### PROBLEM STATEMENT
Starting at the line containing "Class name: sky" and ending at the last line of the rows below, write out every line again, requests included, and shift each bounding-box coordinate in the outputs by adding -55 to it. Leave the sample coordinates inside the requests unchanged.

-*-*-

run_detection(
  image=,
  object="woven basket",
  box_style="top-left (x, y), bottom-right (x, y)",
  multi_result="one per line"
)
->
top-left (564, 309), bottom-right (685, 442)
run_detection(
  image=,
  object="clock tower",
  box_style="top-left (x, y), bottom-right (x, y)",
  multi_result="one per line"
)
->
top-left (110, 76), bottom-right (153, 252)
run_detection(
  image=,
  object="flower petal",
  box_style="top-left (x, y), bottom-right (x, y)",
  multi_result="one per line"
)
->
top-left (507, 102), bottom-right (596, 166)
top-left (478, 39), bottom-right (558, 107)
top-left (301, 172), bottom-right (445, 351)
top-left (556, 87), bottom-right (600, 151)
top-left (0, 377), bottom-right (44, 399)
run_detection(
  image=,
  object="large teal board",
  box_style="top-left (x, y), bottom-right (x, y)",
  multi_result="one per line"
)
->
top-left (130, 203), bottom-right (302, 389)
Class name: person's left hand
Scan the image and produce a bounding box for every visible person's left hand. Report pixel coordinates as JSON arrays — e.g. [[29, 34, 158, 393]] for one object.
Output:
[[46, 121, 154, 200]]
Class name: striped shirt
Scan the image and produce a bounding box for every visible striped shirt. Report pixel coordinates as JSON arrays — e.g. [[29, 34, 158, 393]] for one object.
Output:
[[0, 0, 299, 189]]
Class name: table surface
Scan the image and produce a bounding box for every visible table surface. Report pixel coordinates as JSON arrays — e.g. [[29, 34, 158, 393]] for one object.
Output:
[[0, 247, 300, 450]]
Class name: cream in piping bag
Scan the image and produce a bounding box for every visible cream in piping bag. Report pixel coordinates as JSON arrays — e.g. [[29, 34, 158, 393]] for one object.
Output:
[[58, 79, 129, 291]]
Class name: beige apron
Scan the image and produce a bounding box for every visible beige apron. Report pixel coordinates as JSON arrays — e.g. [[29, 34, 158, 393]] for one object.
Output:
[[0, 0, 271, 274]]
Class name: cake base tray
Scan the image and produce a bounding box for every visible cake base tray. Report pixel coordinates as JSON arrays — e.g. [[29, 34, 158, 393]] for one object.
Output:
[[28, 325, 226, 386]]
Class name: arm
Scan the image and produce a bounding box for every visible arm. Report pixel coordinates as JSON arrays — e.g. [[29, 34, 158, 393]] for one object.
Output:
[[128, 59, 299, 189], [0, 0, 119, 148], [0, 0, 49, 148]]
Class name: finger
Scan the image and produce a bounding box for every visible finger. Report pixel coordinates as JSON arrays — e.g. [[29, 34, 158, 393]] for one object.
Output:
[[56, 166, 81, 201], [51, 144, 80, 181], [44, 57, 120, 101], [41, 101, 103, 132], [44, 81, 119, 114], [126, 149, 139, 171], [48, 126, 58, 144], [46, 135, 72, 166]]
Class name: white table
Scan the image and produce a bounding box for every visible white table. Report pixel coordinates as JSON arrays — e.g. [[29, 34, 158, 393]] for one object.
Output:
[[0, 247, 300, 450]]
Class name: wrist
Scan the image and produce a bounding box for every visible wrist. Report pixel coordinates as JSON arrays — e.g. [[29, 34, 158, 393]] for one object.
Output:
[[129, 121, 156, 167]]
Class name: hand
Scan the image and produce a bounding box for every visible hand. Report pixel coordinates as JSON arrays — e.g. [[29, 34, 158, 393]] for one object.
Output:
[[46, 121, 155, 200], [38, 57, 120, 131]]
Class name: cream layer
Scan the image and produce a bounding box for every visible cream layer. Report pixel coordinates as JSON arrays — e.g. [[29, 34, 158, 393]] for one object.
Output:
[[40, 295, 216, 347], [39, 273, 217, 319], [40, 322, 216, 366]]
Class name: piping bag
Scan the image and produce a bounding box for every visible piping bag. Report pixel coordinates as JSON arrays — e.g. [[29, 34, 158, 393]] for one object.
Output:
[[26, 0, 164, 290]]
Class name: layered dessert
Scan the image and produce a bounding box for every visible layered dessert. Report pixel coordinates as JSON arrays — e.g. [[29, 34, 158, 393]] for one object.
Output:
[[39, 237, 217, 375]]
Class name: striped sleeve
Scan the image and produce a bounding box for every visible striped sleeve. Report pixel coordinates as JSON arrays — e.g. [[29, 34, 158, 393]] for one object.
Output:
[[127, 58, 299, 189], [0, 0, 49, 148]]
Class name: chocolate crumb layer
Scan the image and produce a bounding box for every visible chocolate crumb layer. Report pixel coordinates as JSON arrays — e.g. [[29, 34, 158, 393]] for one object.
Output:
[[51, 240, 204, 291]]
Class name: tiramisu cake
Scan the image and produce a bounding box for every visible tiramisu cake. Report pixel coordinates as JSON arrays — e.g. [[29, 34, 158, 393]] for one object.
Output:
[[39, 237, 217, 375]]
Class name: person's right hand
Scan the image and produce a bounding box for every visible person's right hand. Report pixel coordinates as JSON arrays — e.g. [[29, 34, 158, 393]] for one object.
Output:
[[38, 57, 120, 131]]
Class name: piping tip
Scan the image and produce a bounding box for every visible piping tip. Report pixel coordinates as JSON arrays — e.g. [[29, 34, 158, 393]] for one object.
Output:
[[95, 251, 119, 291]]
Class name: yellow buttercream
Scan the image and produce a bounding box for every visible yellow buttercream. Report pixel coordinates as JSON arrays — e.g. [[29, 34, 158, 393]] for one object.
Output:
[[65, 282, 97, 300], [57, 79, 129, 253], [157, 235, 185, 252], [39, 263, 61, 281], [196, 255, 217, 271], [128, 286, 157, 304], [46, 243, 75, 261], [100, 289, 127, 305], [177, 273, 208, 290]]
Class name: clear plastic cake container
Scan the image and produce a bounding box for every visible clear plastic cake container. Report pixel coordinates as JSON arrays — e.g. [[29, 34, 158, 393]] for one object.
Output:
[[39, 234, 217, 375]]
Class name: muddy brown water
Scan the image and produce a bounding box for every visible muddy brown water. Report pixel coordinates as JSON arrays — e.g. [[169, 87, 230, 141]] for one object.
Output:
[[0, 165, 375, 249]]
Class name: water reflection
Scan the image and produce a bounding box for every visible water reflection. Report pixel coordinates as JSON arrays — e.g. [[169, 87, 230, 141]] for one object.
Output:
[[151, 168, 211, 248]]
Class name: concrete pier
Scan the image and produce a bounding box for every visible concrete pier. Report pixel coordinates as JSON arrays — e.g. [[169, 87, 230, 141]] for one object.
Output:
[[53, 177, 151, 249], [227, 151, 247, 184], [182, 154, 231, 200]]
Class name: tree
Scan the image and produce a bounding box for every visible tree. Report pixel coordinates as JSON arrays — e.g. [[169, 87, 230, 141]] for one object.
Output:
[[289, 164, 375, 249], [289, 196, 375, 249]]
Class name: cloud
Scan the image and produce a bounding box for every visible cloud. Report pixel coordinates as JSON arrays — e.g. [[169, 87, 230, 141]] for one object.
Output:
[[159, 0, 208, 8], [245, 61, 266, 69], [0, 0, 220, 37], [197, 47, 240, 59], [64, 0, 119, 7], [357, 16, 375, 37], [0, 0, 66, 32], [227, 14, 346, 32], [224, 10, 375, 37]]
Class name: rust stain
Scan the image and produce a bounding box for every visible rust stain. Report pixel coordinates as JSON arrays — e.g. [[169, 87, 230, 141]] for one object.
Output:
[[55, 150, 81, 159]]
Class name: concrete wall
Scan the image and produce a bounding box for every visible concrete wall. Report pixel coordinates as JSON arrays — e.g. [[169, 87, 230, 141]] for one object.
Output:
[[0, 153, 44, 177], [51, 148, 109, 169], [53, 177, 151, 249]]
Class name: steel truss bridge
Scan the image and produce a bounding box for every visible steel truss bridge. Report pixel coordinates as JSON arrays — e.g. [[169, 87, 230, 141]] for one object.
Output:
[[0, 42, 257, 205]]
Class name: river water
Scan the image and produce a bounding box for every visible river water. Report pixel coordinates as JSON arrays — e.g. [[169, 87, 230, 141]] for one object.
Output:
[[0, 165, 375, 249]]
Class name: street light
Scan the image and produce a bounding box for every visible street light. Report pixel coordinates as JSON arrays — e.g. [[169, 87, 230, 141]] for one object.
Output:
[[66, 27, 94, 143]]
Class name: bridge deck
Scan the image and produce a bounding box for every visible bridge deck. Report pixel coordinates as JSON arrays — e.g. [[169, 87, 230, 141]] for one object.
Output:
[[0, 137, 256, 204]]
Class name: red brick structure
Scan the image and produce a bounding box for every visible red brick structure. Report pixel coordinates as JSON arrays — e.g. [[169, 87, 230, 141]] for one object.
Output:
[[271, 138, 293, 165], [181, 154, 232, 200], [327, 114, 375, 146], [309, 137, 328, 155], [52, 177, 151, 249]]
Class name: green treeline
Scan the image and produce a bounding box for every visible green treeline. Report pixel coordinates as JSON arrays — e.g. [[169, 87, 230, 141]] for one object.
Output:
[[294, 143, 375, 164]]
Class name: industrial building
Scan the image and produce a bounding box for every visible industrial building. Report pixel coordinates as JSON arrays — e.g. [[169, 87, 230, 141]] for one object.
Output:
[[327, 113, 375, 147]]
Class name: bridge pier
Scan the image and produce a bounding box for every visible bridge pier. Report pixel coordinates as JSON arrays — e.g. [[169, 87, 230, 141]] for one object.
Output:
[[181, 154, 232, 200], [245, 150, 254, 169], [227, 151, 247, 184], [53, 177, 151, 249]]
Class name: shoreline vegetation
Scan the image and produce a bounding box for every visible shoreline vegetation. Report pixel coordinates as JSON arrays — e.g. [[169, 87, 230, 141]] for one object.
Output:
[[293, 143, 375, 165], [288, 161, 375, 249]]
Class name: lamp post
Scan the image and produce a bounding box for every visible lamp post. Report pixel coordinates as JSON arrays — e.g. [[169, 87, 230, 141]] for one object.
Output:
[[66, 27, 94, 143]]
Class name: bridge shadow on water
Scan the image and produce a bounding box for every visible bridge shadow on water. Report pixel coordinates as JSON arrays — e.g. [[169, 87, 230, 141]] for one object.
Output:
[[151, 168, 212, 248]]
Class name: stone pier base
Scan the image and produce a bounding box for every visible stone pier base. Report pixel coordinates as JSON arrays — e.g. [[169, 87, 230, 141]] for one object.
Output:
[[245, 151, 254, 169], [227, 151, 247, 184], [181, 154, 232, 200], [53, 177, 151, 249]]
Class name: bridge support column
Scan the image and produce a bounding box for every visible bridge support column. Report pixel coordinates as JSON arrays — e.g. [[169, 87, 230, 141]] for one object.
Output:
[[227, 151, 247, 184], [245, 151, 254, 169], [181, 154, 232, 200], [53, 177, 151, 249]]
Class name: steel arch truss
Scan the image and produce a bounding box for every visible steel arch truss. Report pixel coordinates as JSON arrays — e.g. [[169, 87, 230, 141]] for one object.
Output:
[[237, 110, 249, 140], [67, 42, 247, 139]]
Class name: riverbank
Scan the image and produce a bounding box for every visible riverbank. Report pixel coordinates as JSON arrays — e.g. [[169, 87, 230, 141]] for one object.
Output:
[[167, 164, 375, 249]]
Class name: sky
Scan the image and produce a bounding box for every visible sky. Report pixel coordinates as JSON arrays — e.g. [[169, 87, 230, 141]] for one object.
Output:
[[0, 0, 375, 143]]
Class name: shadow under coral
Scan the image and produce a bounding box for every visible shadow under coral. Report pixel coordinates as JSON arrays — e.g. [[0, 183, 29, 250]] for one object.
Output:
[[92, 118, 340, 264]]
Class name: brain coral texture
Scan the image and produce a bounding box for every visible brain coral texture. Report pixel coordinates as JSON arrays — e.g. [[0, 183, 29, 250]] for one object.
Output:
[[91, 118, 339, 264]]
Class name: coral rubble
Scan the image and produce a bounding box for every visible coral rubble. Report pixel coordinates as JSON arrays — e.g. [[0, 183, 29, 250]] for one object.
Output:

-*-*-

### RESULT OF THIS TASK
Class name: sky
Scan the image and produce a bounding box for every visible sky. Report pixel coordinates as JSON arrays — e.g. [[169, 87, 230, 141]] for one object.
Output:
[[-55, -55, 320, 88]]
Class name: shadow under coral
Scan the image and produce a bounding box for every visible shadow under coral. Report pixel coordinates as JSON arrays — e.g. [[0, 183, 29, 250]] for one object.
Output:
[[37, 63, 285, 209]]
Class name: brain coral texture
Scan the image and produce a bounding box for every visible brain coral texture. Report pixel coordinates as JSON arrays — e.g. [[0, 183, 29, 250]] for one object.
Output:
[[36, 63, 284, 209]]
Class name: coral rubble
Scan the image and produce a bounding box for every visible coral rubble. Report pixel coordinates as JSON arrays — e.g. [[0, 183, 29, 250]] for one object.
Output:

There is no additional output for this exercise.